Reading passage:

Can People Dealing With High Pressure Jobs and Mental Illness Have a Successful Life and Career?
I lieu of recent events and even past events, we are faced with a very perplexing question. Can people dealing with high pressure jobs and mental illness have a successful life and career? This has been a very hot topic with the recent Germanwings plane crash. The co-pilot suffered from a mental illness, most are saying depression and he decided to commit suicide by crashing his plane and killing all passengers on board the plane.
When something horrific like this happens, usually one of the first questions is wondering if the person suffered from a mental illness. Just like in mass shootings, the first question is how could this person have done this? What is wrong with them? But these questions are only asked after something tragic has happened. Shouldn’t we be asking these questions before something happens? Or at least, shouldn’t we be looking out for one another and helping people that seem depressed or stressed out? Dealing with a mental illness is very difficult, but dealing with high pressure jobs and mental illness is a whole new spectrum. How does a company go about regulating something like this?
According to the National Alliance on Mental Illness, only 20 to 40 percent of people with mental illnesses are employed in a paid position. This does not count the people suffering from mental illnesses that volunteer. So why are some people able to handle jobs, while others can’t?
Medication is a huge factor when we talk about mental illness. Some believe medication makes them worse and liable to commit harm acts to themselves or others, while some say medication is the key to leading a manageable life. Diane Coutu, who struggles with mental illness and has held many high ranking positions in her career explains, “Psychotropic drugs can save people from depression and other forms of mental illness, allowing us to lead ordinary lives.” Diane continues, “The problem isn’t that people perform poorly on meds, but rather that they often don’t stay on them. This backsliding is part of the illness for many people.”
Diane stresses the importance of therapy and how much it actually does help. Dealing with high pressure jobs and mental illness at the same time would brake anyone down. The fact is that most people in this position feel ashamed or embarrassed by their condition and they will not seek the help they need.
Diane Coutu states, “And somewhere along the line, whether it was in my family, in my friendships, from my religious background, or just from my reading.” Diane continues, “I developed the capacity to suffer.” Diane continues to explain her situation, “This has been my greatest luck of all. I have learned that there is meaning in suffering, and this belief has reduced the desperation and hopelessness that so often results in violence to self or, in extreme cases, to others.”

Records provided:
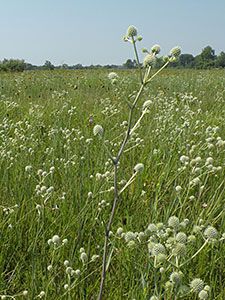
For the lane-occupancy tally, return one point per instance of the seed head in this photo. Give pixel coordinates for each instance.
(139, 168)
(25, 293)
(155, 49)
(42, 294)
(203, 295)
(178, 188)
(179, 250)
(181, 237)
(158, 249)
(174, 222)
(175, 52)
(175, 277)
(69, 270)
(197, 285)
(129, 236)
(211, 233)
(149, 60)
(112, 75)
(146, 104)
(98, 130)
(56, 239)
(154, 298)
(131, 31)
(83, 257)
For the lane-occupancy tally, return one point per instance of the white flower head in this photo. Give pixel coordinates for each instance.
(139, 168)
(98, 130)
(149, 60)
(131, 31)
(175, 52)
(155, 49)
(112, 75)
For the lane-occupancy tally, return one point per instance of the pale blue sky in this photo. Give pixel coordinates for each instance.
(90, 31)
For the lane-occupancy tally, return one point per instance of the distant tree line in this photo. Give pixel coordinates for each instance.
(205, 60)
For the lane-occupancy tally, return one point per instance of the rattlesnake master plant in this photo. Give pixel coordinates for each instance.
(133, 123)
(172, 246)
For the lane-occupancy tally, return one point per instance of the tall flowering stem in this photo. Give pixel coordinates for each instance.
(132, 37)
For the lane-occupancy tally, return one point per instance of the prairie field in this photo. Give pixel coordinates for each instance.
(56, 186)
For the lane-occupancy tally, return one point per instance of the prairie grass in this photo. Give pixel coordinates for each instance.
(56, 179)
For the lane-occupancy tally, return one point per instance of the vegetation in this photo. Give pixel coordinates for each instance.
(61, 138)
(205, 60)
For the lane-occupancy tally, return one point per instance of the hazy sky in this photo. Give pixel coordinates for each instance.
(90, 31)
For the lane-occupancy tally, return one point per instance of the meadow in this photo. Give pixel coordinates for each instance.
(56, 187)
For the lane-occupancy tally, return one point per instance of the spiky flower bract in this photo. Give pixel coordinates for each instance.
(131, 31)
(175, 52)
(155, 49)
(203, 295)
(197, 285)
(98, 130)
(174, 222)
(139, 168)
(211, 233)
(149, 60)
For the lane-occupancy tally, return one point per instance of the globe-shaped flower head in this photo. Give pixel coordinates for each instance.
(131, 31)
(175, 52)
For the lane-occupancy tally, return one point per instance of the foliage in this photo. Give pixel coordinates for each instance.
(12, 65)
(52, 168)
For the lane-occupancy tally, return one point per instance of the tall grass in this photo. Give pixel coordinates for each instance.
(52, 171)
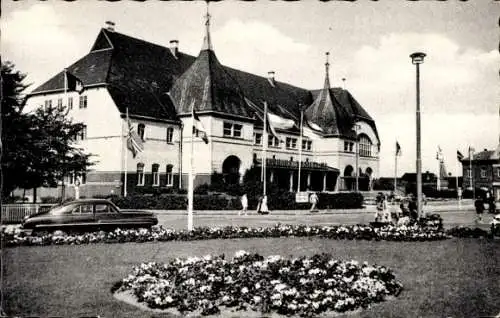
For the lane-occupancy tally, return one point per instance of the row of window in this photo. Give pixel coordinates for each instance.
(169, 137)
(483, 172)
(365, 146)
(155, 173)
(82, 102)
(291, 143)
---
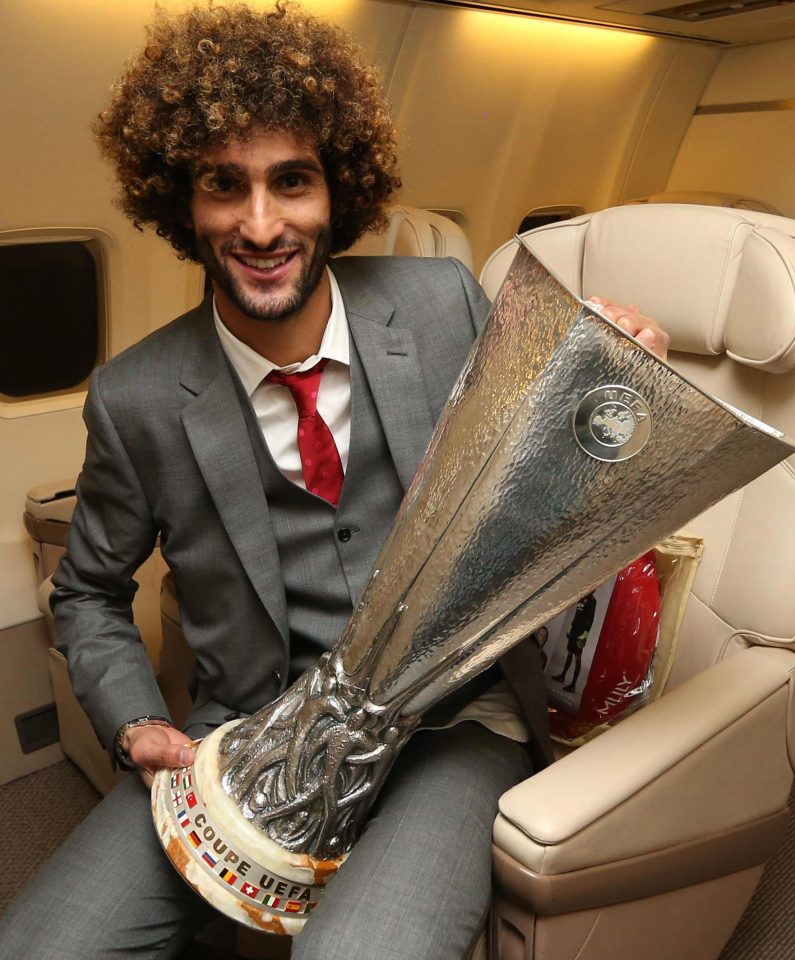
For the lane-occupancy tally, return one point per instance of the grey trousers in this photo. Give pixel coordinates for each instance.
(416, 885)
==
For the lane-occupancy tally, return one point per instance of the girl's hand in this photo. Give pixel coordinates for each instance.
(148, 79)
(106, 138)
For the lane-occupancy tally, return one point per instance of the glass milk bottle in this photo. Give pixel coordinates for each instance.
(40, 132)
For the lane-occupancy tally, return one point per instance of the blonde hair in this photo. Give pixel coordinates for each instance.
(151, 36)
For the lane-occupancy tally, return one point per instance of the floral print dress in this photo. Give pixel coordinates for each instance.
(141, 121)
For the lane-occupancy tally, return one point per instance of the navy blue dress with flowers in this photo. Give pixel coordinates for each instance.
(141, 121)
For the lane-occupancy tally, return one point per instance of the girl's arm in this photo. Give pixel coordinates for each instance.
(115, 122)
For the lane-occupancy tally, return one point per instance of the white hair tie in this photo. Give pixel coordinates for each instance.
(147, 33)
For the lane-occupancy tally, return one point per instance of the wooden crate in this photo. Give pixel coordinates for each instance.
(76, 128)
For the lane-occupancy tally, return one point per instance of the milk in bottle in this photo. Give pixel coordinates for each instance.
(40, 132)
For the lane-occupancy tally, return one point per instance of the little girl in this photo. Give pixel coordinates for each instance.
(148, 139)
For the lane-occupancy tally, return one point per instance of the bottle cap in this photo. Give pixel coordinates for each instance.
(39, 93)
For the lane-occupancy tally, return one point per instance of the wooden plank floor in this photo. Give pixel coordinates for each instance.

Activity:
Answer from the article on high-pressure jobs and mental illness:
1. What share of people with mental illnesses hold a paid position, according to the National Alliance on Mental Illness?
2. According to Diane Coutu, what is the problem with medication, if it is not poor performance on meds?
3. What capacity does Diane Coutu say she developed?

Answer for this exercise:
1. Only 20 to 40 percent.
2. People often don't stay on them.
3. The capacity to suffer.